→ **WORK INSTRUCTION**
Word for word, retype every entry in the listing.

→ **RECORDS FOR THIS EXERCISE**
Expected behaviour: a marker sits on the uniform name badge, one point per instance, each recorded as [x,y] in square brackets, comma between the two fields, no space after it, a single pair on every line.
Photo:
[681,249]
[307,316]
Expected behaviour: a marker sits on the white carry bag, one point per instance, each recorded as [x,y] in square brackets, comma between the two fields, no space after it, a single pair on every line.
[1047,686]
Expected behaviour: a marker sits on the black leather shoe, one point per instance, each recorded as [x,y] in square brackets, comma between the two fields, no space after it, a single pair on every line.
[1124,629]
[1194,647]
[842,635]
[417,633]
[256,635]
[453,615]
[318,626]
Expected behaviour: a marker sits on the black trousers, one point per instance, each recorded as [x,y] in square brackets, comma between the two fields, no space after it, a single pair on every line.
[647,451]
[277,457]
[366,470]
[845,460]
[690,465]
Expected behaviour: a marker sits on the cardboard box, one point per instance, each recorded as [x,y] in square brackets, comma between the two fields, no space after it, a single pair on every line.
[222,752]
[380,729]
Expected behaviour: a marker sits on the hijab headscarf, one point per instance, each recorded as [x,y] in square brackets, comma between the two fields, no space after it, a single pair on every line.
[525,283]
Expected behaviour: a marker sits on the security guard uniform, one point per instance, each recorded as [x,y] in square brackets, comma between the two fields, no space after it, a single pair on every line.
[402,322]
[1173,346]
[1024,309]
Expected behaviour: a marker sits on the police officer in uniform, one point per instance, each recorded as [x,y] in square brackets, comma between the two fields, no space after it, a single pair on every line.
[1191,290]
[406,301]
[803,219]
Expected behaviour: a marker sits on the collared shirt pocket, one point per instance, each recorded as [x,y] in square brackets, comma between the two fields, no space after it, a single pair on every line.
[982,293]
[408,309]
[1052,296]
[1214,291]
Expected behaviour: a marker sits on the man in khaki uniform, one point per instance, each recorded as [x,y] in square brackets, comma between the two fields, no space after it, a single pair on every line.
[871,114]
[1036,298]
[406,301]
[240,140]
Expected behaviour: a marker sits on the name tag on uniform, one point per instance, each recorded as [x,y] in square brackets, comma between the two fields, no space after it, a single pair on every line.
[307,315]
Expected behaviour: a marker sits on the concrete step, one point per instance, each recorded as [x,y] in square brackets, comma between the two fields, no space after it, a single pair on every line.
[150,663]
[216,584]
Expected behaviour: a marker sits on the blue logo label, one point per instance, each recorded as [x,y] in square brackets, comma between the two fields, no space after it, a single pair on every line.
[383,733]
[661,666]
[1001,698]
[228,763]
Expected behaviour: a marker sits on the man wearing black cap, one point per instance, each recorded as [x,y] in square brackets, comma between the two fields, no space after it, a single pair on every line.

→ **TASK ANSWER**
Expected behaviour: a marker sits on the uniform name badge, one point per instance, each recorded as [x,y] in square brackets, comma between the two fields, no space after it, a single pair on every line.
Photo:
[681,249]
[307,316]
Expected behaviour: a marker sits on the white carry bag, one point per instance, each recorded as [x,y] in square brackets, comma between the two fields, no space after it, a single pair on every line.
[1047,686]
Expected behaviour: a marker sits on the black leather shoe, one point per instance, each recorded as [x,y] in square brackets, comma between the two fields, no space after it, a single pair on every line.
[1124,629]
[1194,647]
[842,635]
[417,633]
[256,635]
[453,615]
[318,626]
Expected behaviour: a marker sits on the black trousers, one point per instance, each recorded as [x,y] in square brackets, comma between the two fields, no space after it, a single pair on every line.
[647,451]
[277,457]
[366,470]
[845,460]
[690,465]
Expected behaviour: a marker sits on the cardboard box, one point per instance, each recorded as [x,y] in square brackets, comma between the two fields, no space after it, a single pair on every line.
[222,752]
[380,729]
Expected behaviour: a marker sits on the hijab headscarf, one point per instance, each recorded as [x,y] in square brackets, comma between the two fields, no space after it, a single pair on every line.
[525,283]
Expected behaviour: a marker sits on the security guard uniform, one point per instance, each recorded as [x,y] in square brackets, comma between the two fields, no space after it, a single pair on every line.
[402,322]
[1173,346]
[1024,309]
Expected behaviour: a marker sits on the police officer in uniform, one point per instance, each recorded as [x,y] in square brackets, comma between the two fields, no space after it, a single pair on every line.
[1191,290]
[406,301]
[803,219]
Expected behaviour: a marker sits on the collared shirt pocket, one point per instance, each recorded as [x,y] in square brackets, comma between the two fields, no space after it, a single pair on every line.
[982,293]
[408,309]
[1052,296]
[1214,291]
Expected behaviour: a marker sits on the man in khaki uniform, one point per instance, each recorded as [x,y] in square brackets, comma between the two fields, no space after it, a single pair on every line.
[871,114]
[1036,298]
[406,301]
[240,140]
Expected behaviour: a marker sits on the name tag on uniform, one point per instance, each recorded as [x,y] in square brackets, comma between the two fields, no space after it, a single pair on every line.
[307,315]
Expected behaviour: a marker sits on the concrete step, one point per instance, each recorded as [x,y] in square brackets, comma between the two fields, no space after it, a single pair on every line.
[150,663]
[216,584]
Expected behaviour: a marker sits on the blue logo label, one point per instance, each recorded as [x,y] in square brackets, comma between the two fields, no space after it, a single pair on every line.
[383,733]
[661,666]
[1001,698]
[228,763]
Expected behaviour: a marker sits on the man wearing black cap, one point per instance, each recorded as [x,y] in square brackets, comma between the two fields, no space after it, a single pair on every line.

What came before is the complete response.